### SOURCE DATA
>> Start

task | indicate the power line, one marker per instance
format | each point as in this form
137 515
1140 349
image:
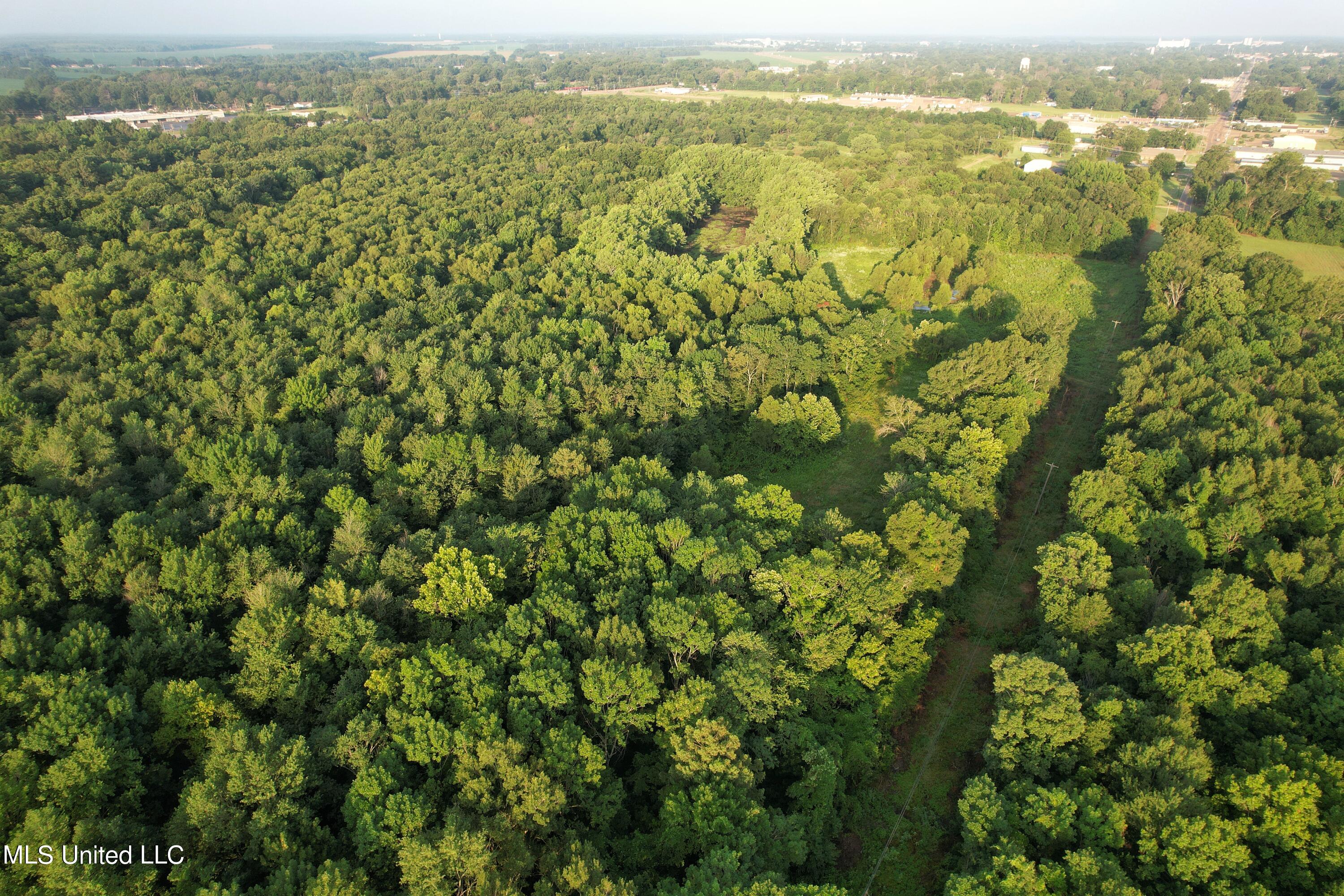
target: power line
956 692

>> End
>> Start

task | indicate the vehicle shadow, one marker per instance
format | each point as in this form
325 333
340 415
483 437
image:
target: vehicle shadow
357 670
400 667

>> End

### INSTRUCTIONS TO FOLLOW
List every line of the entries above that contains the string "power", matching case exactly.

### CORRECT OUTPUT
task | indicate the power line, one marker per instance
target: power line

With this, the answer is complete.